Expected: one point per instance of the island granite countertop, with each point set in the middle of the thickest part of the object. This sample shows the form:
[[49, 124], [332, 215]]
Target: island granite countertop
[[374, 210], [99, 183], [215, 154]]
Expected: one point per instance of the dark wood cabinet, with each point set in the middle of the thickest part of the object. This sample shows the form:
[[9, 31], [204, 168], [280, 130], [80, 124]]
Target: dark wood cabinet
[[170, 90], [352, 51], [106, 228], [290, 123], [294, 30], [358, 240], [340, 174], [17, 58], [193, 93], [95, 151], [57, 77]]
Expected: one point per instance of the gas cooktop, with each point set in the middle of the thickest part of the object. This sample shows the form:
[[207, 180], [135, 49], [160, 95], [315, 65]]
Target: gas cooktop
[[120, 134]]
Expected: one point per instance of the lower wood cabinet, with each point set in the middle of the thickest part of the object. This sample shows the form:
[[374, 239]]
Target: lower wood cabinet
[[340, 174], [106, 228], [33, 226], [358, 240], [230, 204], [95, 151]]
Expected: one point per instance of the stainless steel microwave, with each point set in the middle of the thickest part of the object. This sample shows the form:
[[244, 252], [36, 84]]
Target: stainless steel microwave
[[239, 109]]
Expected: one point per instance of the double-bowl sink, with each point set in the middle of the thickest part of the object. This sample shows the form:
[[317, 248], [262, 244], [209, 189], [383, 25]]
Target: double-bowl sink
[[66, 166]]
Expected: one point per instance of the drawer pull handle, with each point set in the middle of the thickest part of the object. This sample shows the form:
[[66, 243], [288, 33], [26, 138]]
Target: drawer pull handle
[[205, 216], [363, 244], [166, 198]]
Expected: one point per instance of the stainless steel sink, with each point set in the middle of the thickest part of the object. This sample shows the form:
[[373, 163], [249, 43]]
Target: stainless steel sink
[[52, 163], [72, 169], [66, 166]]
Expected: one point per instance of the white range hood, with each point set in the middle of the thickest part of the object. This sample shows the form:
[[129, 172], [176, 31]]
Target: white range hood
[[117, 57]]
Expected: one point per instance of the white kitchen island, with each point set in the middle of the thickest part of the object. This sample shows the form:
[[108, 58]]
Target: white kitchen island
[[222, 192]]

---*---

*Work instructions*. Rewrite the lines starting at the one containing "Expected: one point per instance of the gas" and ending at the one containing "[[205, 216], [363, 244], [166, 198]]", substituting "widest part" for every "thickest part" and leaving everything else as it is.

*Written response*.
Expected: one point per instance of the gas cooktop, with each point set in the middle of the widest part of the object. This sample shows the form:
[[207, 180], [135, 49], [160, 95], [315, 65]]
Target: gas cooktop
[[120, 134]]
Expected: one point per instance of the lower wood cabinet, with each point set in the middle of the widest part of the object. This sample shows the form:
[[374, 239]]
Target: lower wood cabinet
[[340, 174], [106, 228], [33, 226], [358, 240], [230, 204], [95, 151]]
Expected: one point per instance of the stainless steel microwave, with each point set in the middle of the widest part of the object. This sample shows the form:
[[244, 252], [36, 84]]
Target: stainless steel microwave
[[239, 109]]
Expected: one point per instance of the double-bowl sink, with each point set in the middle of the widest part of the object. This sample shows the form:
[[317, 248], [262, 244], [209, 189], [383, 25]]
Target: double-bowl sink
[[66, 166]]
Expected: one point per instance of the drawer pull handle, with each point set in the middle of the widest part of the object. This sample shows the form:
[[66, 243], [288, 33], [26, 138]]
Target: drawer pull handle
[[205, 216], [363, 244], [166, 198]]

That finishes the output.